| AIM |
Every entry that follows should be repeated exactly; drop the images.

════════════════════

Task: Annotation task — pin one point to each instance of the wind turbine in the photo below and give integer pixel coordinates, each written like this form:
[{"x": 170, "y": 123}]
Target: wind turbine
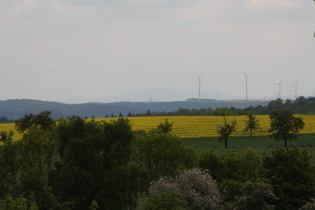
[
  {"x": 199, "y": 80},
  {"x": 280, "y": 86},
  {"x": 246, "y": 85},
  {"x": 295, "y": 89}
]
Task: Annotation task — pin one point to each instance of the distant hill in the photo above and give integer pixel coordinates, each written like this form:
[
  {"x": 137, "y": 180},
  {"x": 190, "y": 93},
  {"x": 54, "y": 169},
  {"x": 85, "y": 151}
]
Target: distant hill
[{"x": 17, "y": 108}]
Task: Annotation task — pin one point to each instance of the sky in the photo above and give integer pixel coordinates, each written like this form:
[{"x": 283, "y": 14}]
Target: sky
[{"x": 103, "y": 50}]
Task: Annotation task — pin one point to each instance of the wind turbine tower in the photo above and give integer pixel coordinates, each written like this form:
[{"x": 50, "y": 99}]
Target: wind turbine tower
[
  {"x": 295, "y": 90},
  {"x": 279, "y": 84},
  {"x": 199, "y": 80},
  {"x": 246, "y": 85}
]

════════════════════

| SOLUTION BELOW |
Task: Annotation task — pin one point to each instance of the wind turbine in the photo below and give integer pixel coordinates, each written like this form:
[{"x": 170, "y": 123}]
Target: wind turbine
[
  {"x": 199, "y": 80},
  {"x": 280, "y": 86},
  {"x": 246, "y": 85},
  {"x": 295, "y": 89}
]
Task: Annotation task — pin one point to each instance of the distant hill in the photo above and give integer pixel coordinates, each written like this form:
[
  {"x": 137, "y": 180},
  {"x": 190, "y": 93},
  {"x": 54, "y": 169},
  {"x": 85, "y": 151}
]
Target: distant hill
[{"x": 17, "y": 108}]
Task: Annotation task — pin one point to each instance of the sky in the photo above and give integer pixel coordinates, each written like this form:
[{"x": 283, "y": 14}]
Target: sky
[{"x": 103, "y": 50}]
Task: Annotation task — pin one point to each instance of the wind turbine tower in the photo above and give integer pixel coordinates, each written like this form:
[{"x": 50, "y": 99}]
Target: wind turbine tower
[
  {"x": 295, "y": 90},
  {"x": 279, "y": 84},
  {"x": 199, "y": 80},
  {"x": 246, "y": 85}
]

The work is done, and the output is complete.